Stated problem 1: Pick out every line of the records below that contains the string "damselfly", treating uppercase and lowercase as different.

Passage shown:

-- -- --

Nick Zorlac on the DIY ethic behind Death Skateboards’ 15 years of ordinary madness

Harrow, in Proper North London, is a funny old place. It is at once moneyed and moody, both part of the city and strangely isolated from it.
 Within the world of skateboarding, it has had a storied significance, not least as the one- time centre of the British skateboarding industry (which seems implausible even as I type it), but also because it is the seat of one of the most rowdy, grassroots, DIY scenes; one which grew out of the shadows of the warehouses and the sports cars to become an anti- brand which has outlived all the gloss and cool guys who surfed the wave of a pumping economy during one of skateboarding’s periodic flirtations with mainstream youth culture.
Death Skateboards has survived it all, walking at a tangent from the limelight and speaking its own language of Harrow Privileges and DIY operations, of Houses of Doom and family. They inspire clannish loyalty from their ratty following, sponsor more riders than pretty much everyone else put together at the moment, and in their own unassuming way they have come to characterise British skateboarding at its most resilient and boisterous.
 The chap behind this whole circus is Nick Zorlac, a resolutely unfashionable Italian rascal who created Power Distribution in 1996, a precursor to Death Skateboards which took on and outlived most of the bigger players in the game since then. Their suburban Harrow headquarters is part distribution centre, part playground and part strays’ home. It is seldom quiet there, but we gamble on a soaking afternoon close to the weekend to meet the man himself on his manor. Zorlac swings open the front door, nods us in, advises giving the bog ‘a minute’, sticks on a skate DVD and makes a cup of splosh.
 Death are fifteen years old this year, a relative lifetime in a culture which turns over most of its practitioners in 5- yearly cycles as pain, girls, and pleasures of the flesh weed out the passengers. They recently premiered their latest (and best) video ‘Ordinary Madness’ as ever at the Trinity pub in Harrow before taking it up and down the UK with a 20- strong squad in tow. This they achieved at a time when even the sportswear brands are paying their riders in product and talking about budget cuts.
How exactly do they manage to continually reach into their reserves of passion to keep on pushing all this time?
“‘Honestly? Fuck knows… (Rolls the idea around)…  I’ll tell you what, OK: I. Love. Skateboarding. And I like, with Death, doing stuff that I like. It’s my vision of skateboarding… not trying to cater to the latest trend, not trying to pander to anybody. I do what I enjoy, and I put out what I want to see. It’s my version of skateboarding.”
UK legend, and veteran of the Harrow boom years, Stevie Thompson says of Death ‘What makes them so strong is that they are consistent.’
 I tell Zorlac this and add my own tuppence; that their monochromatic team boards, frill- free videos and scene loyalty (including the issuing of Harrow Privileges, a kind of unofficial pass system) has bucked the trend of change for change’s sake, celebrity filmers and Instagram fame.

-- -- --

Extracted material:
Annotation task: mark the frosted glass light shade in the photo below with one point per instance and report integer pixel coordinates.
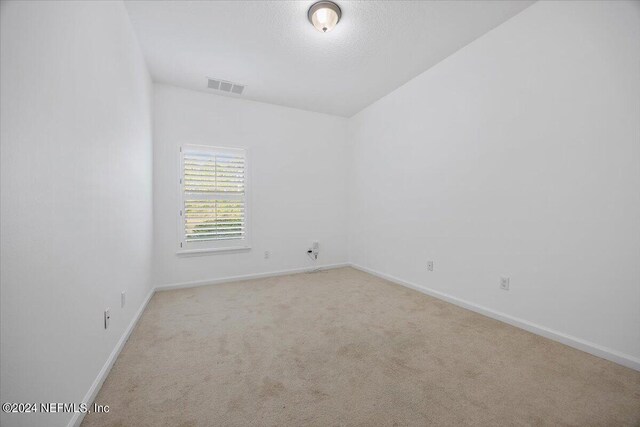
(324, 15)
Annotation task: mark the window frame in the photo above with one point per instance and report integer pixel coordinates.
(212, 247)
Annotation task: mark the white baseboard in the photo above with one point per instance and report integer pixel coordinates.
(228, 279)
(77, 418)
(580, 344)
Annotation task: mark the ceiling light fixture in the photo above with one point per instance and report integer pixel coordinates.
(324, 15)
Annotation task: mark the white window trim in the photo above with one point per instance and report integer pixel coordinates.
(234, 245)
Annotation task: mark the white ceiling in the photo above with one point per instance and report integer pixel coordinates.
(271, 47)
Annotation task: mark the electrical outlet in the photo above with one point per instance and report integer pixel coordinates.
(107, 317)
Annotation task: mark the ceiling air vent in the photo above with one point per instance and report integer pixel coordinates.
(225, 86)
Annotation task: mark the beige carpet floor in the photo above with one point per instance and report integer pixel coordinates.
(344, 348)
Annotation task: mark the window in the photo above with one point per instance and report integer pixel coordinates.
(213, 189)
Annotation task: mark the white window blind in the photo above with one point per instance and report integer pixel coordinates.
(214, 204)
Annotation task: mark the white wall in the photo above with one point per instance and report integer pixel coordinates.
(519, 155)
(298, 163)
(76, 196)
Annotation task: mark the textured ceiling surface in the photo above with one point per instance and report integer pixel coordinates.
(271, 47)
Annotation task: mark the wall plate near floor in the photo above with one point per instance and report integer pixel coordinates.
(107, 318)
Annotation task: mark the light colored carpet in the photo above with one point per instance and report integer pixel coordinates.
(342, 347)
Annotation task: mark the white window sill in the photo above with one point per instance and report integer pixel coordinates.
(212, 251)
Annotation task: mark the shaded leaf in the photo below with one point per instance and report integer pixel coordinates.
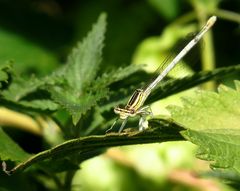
(9, 150)
(160, 131)
(5, 71)
(74, 105)
(84, 60)
(26, 53)
(213, 123)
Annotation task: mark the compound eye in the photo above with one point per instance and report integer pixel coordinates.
(117, 109)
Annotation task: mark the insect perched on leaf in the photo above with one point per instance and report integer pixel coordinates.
(135, 105)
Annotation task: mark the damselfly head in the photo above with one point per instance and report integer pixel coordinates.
(124, 113)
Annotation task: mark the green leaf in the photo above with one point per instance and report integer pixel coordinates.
(213, 123)
(21, 88)
(74, 105)
(169, 9)
(26, 53)
(84, 60)
(160, 131)
(41, 104)
(9, 150)
(5, 71)
(116, 75)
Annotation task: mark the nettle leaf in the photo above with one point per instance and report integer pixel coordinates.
(80, 71)
(84, 60)
(87, 147)
(74, 105)
(116, 75)
(213, 123)
(5, 71)
(21, 88)
(9, 150)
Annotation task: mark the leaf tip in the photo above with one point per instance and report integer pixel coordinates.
(4, 168)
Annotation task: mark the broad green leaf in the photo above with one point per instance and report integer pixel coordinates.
(74, 105)
(9, 150)
(5, 71)
(169, 9)
(83, 63)
(212, 122)
(26, 53)
(160, 131)
(22, 87)
(121, 73)
(41, 104)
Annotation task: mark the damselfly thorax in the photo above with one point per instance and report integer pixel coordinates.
(135, 105)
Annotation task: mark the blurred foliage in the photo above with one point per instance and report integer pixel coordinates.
(66, 96)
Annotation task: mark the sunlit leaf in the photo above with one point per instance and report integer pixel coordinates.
(9, 150)
(212, 122)
(83, 63)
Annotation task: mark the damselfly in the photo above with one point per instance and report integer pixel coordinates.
(135, 105)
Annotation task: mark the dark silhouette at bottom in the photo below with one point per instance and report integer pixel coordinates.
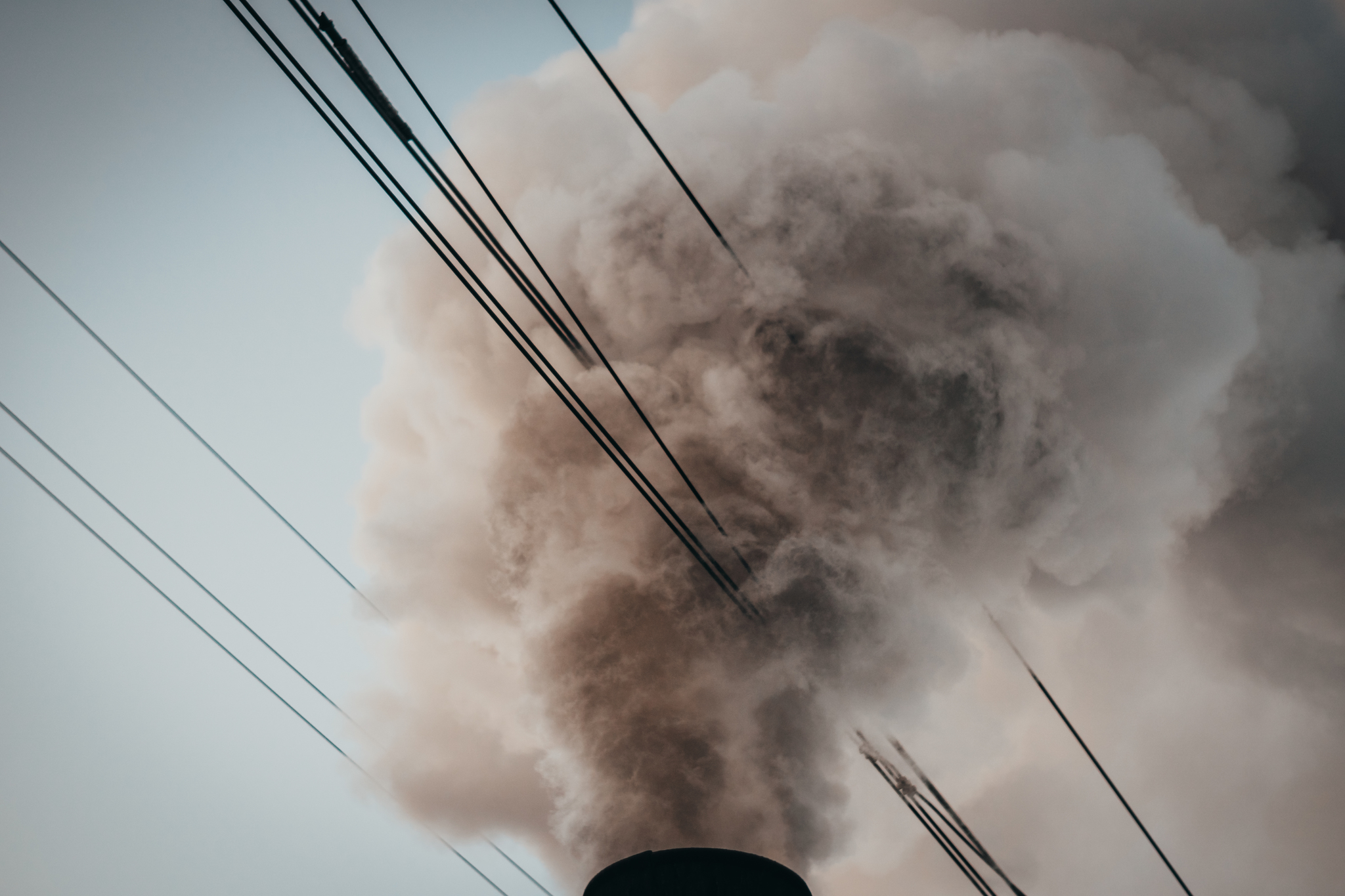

-- -- --

Stated problem 2: Output the part of the skateboarding article above starting with "The chap behind" and going on through "cup of splosh.", copying it word for word.

Finished answer 1:
Annotation task: mark the damselfly head in the photo above with one point per instance and report integer pixel coordinates.
Annotation task: mark the damselfly thorax in the photo above with one point per instance and report integer pixel coordinates.
Annotation task: mark the damselfly in the photo above with one point per instance and report integer pixel coordinates.

Finished answer 2:
The chap behind this whole circus is Nick Zorlac, a resolutely unfashionable Italian rascal who created Power Distribution in 1996, a precursor to Death Skateboards which took on and outlived most of the bigger players in the game since then. Their suburban Harrow headquarters is part distribution centre, part playground and part strays’ home. It is seldom quiet there, but we gamble on a soaking afternoon close to the weekend to meet the man himself on his manor. Zorlac swings open the front door, nods us in, advises giving the bog ‘a minute’, sticks on a skate DVD and makes a cup of splosh.